Please rewrite the stretch from the first line through the line containing "[0,118,61,301]" as a Markdown table with the columns No. and Line, numbering each row and skipping blank lines. Leave the pictures out of your answer.

━━ Records supplied ━━

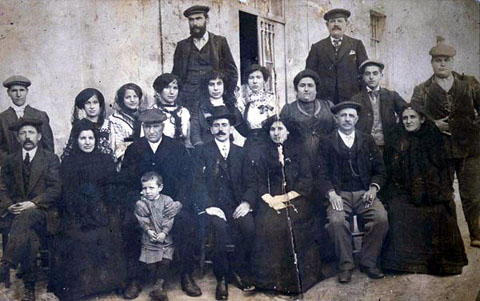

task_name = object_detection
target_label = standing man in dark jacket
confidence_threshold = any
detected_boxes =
[314,101,388,283]
[412,37,480,248]
[352,60,407,151]
[306,8,368,104]
[120,109,202,299]
[0,75,54,164]
[172,5,238,111]
[195,106,255,300]
[0,118,61,301]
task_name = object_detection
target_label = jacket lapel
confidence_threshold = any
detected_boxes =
[26,148,45,195]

━━━

◆ **Solution**
| No. | Line |
|---|---|
| 1 | task_name = object_detection |
| 2 | target_label = standing man in dark jacket |
| 3 | confidence_threshold = any |
| 4 | detected_boxes = |
| 5 | [314,101,388,283] |
| 6 | [412,37,480,248] |
| 7 | [352,60,407,151] |
| 8 | [306,8,368,104] |
| 9 | [120,109,202,299] |
| 10 | [0,75,54,164] |
| 11 | [172,5,238,111] |
| 12 | [195,106,255,300] |
| 13 | [0,118,61,301] |